Collected data
━━━━

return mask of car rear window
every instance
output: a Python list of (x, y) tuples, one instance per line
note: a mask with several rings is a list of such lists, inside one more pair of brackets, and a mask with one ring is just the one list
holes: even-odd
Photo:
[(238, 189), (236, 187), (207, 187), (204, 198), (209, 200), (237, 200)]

━━━━

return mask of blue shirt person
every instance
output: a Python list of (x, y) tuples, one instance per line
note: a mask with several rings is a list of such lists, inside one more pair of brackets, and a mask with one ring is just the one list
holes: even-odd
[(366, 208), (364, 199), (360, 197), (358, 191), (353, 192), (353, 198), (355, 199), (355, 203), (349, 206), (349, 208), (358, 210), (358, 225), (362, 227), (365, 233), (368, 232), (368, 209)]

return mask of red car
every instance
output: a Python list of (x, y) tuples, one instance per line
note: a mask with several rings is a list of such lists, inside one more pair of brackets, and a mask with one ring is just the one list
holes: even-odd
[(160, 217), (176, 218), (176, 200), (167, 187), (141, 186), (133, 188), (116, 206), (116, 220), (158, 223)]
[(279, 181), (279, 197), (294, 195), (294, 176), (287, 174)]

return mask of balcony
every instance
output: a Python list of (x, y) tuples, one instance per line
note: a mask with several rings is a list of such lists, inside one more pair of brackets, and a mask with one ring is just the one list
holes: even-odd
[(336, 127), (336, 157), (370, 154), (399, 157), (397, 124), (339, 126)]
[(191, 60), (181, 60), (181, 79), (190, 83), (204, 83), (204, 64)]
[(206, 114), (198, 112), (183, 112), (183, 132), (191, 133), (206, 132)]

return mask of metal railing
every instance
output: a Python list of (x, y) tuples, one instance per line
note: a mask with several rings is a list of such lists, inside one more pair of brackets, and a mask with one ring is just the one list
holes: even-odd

━━━━

[WHAT THE TASK ASKS] Rewrite the lines from the one containing "return mask of balcony" through the one containing "133), (206, 132)]", swapping "balcony" for "terrace" and leaving everything else unchanged.

[TASK RESULT]
return mask of terrace
every instance
output: a Python list of (x, y) tuples, one instance per line
note: a mask with several rings is a list of such lists, inside one more pair of brackets, and a mask with one ring is just the one list
holes: even-odd
[(336, 127), (336, 157), (370, 154), (399, 157), (397, 124), (339, 126)]
[(191, 60), (181, 60), (181, 79), (190, 83), (204, 83), (204, 64)]
[(206, 114), (198, 112), (183, 112), (183, 132), (191, 133), (206, 132)]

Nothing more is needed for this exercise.